- [AIM] Copy the records word for word, from the line containing "Annotation task — locate each instance of the skyscraper" through the final line of the records, both included.

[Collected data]
══════
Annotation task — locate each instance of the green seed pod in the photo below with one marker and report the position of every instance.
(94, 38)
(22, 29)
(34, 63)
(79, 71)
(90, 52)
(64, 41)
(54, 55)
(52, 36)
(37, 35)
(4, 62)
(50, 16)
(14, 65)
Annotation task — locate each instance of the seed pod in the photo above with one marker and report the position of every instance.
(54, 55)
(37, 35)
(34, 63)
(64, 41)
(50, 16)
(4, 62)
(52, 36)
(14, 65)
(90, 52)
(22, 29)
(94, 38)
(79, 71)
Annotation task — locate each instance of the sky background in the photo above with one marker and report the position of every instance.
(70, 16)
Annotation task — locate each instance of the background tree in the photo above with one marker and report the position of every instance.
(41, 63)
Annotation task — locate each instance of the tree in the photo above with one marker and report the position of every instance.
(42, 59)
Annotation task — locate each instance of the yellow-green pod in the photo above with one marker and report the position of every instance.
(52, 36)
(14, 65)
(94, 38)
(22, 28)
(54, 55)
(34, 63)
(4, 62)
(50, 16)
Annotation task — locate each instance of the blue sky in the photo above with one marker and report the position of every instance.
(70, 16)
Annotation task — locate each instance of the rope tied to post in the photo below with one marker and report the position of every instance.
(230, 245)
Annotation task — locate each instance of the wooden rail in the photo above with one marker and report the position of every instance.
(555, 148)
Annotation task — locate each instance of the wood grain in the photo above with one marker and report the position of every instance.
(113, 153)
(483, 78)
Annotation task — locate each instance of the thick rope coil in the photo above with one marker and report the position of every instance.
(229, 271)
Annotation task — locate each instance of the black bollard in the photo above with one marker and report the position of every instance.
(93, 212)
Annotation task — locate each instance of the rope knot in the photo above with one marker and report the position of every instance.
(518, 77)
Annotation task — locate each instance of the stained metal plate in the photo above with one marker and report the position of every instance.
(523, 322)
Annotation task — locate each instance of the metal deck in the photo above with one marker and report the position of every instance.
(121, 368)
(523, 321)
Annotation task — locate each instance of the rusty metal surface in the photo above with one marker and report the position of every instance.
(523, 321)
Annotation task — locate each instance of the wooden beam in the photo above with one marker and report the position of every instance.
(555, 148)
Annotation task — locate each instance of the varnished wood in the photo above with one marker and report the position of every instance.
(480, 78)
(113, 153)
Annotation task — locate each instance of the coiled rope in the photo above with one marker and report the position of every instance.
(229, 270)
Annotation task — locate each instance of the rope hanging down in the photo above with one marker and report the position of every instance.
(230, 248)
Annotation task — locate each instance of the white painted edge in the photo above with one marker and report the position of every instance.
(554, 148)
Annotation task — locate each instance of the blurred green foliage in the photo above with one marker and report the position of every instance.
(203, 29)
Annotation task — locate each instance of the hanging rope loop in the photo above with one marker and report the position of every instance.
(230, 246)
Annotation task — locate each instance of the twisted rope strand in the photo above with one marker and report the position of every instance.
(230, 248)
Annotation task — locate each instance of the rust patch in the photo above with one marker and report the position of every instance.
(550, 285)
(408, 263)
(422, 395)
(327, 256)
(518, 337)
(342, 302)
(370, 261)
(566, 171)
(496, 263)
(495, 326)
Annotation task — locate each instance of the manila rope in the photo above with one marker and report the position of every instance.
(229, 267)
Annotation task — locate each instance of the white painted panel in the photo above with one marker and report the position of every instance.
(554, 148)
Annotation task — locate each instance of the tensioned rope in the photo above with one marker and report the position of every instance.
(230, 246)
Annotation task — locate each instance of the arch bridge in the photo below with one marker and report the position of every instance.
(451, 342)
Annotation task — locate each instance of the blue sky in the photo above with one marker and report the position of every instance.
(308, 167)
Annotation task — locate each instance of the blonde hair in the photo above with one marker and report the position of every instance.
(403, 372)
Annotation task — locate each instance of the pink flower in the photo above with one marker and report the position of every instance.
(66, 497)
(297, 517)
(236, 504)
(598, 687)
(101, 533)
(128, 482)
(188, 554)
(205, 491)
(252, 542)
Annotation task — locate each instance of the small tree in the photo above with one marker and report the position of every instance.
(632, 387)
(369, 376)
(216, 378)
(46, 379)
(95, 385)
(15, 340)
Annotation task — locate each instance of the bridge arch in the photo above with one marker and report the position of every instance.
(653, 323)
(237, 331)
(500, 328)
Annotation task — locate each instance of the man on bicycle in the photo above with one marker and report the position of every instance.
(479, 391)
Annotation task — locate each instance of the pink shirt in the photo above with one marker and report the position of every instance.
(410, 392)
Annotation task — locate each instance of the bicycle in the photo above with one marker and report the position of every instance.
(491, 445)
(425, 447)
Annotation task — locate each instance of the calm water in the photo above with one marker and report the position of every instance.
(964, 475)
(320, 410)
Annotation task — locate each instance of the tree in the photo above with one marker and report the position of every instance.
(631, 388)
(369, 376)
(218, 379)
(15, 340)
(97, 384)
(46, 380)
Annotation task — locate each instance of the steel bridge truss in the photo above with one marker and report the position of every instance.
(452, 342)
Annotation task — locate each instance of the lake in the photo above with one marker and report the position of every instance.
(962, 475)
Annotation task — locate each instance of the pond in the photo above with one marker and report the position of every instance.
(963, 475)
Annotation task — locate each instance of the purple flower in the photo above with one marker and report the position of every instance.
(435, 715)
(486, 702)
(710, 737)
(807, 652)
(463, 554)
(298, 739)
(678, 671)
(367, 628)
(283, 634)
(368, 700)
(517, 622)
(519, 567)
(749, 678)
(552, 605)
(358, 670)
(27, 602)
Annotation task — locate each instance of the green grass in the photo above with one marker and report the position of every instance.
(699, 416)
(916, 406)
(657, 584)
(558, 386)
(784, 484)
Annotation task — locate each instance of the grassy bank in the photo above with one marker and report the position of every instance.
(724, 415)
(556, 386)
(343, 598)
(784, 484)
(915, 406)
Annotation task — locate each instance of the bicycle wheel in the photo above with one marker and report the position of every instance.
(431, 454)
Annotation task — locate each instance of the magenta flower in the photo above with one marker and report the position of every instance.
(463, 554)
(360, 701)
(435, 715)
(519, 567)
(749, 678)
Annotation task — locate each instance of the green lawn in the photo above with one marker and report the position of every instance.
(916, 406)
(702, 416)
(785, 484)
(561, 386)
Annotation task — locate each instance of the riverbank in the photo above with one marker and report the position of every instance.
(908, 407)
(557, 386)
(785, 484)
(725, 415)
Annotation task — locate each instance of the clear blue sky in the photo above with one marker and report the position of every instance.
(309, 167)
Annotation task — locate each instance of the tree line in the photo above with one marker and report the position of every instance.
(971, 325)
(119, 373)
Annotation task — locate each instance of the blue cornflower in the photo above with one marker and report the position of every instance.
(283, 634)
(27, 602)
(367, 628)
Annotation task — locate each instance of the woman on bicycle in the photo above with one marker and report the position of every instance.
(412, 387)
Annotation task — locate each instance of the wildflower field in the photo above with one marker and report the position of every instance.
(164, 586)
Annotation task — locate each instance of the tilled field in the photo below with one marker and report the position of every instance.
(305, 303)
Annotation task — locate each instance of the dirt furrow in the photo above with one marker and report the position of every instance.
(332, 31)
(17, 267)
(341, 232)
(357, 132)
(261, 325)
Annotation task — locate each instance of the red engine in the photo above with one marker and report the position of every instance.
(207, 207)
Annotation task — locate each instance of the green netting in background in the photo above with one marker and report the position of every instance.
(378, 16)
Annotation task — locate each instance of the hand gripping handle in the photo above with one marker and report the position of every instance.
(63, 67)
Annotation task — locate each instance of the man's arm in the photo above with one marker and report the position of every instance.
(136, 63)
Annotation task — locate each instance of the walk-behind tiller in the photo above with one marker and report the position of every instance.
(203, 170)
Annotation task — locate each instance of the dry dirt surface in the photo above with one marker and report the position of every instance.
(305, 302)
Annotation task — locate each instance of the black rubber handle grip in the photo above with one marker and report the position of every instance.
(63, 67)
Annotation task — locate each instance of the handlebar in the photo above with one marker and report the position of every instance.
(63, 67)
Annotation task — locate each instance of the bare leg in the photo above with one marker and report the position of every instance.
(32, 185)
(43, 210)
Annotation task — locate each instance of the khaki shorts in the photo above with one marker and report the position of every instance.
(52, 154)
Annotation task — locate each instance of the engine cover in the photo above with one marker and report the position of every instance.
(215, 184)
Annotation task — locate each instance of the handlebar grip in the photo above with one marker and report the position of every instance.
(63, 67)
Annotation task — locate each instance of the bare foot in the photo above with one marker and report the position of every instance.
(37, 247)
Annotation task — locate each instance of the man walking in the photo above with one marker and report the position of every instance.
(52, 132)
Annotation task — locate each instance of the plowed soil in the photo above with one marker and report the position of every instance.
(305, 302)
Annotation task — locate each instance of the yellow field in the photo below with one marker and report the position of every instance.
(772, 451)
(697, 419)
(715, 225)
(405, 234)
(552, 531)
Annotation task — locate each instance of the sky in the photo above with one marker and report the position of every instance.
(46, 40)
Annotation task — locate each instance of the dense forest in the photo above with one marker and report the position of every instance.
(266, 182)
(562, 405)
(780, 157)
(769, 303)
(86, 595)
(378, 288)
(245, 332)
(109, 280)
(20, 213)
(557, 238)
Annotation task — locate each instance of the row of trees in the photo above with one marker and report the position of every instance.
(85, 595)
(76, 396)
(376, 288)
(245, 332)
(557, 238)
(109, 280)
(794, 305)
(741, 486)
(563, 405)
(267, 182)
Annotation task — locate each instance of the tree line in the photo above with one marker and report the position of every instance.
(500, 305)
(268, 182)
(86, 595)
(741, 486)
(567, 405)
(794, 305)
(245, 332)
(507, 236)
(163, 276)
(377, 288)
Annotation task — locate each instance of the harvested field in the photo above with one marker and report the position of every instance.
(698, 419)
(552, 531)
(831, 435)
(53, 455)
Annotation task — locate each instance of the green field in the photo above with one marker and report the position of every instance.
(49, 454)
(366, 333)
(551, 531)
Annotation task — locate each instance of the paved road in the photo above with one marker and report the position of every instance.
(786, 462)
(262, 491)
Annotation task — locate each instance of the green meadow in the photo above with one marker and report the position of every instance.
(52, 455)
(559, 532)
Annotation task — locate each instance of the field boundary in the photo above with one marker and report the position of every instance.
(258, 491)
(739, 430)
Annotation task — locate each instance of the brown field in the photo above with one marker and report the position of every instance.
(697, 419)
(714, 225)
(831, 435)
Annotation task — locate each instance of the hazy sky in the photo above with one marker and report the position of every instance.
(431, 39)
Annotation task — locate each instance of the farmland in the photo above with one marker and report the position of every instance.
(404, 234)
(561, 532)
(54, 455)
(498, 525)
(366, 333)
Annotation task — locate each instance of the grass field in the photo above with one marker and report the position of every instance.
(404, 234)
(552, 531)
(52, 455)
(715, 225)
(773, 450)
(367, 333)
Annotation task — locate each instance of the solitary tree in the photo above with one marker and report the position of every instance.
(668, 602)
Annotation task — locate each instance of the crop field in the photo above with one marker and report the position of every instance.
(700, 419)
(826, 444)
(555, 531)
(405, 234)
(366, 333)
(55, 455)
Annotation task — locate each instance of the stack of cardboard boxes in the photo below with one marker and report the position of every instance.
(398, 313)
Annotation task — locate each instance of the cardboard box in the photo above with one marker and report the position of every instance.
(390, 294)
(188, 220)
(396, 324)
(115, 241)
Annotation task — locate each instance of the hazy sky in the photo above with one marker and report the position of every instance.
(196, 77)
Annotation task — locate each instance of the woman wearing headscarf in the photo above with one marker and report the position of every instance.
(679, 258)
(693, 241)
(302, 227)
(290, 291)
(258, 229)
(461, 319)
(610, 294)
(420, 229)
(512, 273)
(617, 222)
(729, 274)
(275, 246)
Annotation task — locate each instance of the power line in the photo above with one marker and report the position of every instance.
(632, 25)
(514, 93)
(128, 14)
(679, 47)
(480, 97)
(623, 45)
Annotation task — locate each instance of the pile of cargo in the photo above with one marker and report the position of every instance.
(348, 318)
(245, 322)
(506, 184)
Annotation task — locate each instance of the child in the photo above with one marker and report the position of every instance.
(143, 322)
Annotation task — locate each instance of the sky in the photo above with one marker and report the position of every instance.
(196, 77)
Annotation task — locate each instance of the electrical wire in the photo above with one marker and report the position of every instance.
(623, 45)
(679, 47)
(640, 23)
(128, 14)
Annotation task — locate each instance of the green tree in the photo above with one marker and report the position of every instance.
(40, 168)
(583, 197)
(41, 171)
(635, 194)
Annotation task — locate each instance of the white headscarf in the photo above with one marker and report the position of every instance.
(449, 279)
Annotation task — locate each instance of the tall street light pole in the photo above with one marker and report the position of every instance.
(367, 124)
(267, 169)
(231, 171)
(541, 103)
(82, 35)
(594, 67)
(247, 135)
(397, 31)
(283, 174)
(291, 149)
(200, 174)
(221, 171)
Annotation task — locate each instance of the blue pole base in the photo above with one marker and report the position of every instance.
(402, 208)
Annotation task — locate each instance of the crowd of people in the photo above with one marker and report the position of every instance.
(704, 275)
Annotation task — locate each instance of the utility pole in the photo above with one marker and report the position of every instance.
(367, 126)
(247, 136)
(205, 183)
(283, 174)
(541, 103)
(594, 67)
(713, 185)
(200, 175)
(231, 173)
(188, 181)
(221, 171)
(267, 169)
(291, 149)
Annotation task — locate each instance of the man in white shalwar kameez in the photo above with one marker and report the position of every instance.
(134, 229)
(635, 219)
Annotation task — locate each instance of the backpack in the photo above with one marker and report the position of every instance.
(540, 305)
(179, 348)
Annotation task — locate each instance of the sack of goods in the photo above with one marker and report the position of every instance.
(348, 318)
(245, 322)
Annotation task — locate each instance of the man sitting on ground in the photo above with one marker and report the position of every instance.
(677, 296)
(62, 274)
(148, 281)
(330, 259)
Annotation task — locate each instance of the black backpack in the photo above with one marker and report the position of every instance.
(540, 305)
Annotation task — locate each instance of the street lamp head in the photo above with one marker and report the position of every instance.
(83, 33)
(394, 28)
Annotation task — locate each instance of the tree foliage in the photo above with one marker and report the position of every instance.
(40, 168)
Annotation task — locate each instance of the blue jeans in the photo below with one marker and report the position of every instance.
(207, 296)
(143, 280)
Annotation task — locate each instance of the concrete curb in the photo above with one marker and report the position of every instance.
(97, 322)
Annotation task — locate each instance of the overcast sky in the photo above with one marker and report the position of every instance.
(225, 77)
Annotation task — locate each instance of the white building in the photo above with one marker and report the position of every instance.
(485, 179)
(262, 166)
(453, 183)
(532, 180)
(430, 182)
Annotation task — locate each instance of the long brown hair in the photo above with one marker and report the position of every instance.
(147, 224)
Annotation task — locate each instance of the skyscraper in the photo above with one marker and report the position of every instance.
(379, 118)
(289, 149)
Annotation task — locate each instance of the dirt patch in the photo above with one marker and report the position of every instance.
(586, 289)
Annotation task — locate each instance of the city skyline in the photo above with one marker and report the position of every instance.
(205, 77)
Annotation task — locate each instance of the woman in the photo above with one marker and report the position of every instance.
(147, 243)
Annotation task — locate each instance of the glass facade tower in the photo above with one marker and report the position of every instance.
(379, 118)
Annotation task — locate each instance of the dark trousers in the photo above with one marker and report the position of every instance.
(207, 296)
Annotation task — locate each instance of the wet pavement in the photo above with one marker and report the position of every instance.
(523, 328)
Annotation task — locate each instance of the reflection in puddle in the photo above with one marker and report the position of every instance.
══════
- [WORKED ANSWER]
Annotation task — locate each instance of the skyscraper in the photo above with one marker and report the position of every instance.
(379, 118)
(289, 149)
Annotation task — locate each instance of the dirt patch in the photo above with one marker and report the position of every instance.
(586, 289)
Annotation task — locate each instance of the city skyline in the photo above with one marker and report the position of every instance.
(205, 77)
Annotation task — locate each instance of the woman in the photo above with one marker and report the position of every instance.
(147, 243)
Annotation task — locate each instance of the glass facade tower in the photo above with one marker and report the position of every instance.
(379, 118)
Annotation task — locate each instance of the dark trousers in the photo above with one marker and report the position of every instance.
(207, 296)
Annotation task — locate each instance of the wet pavement in the photo above with one marker and report the position of every instance.
(523, 328)
Annotation task — locate each instance of the reflection in puddle in the photo above with one marker and report the position of every instance.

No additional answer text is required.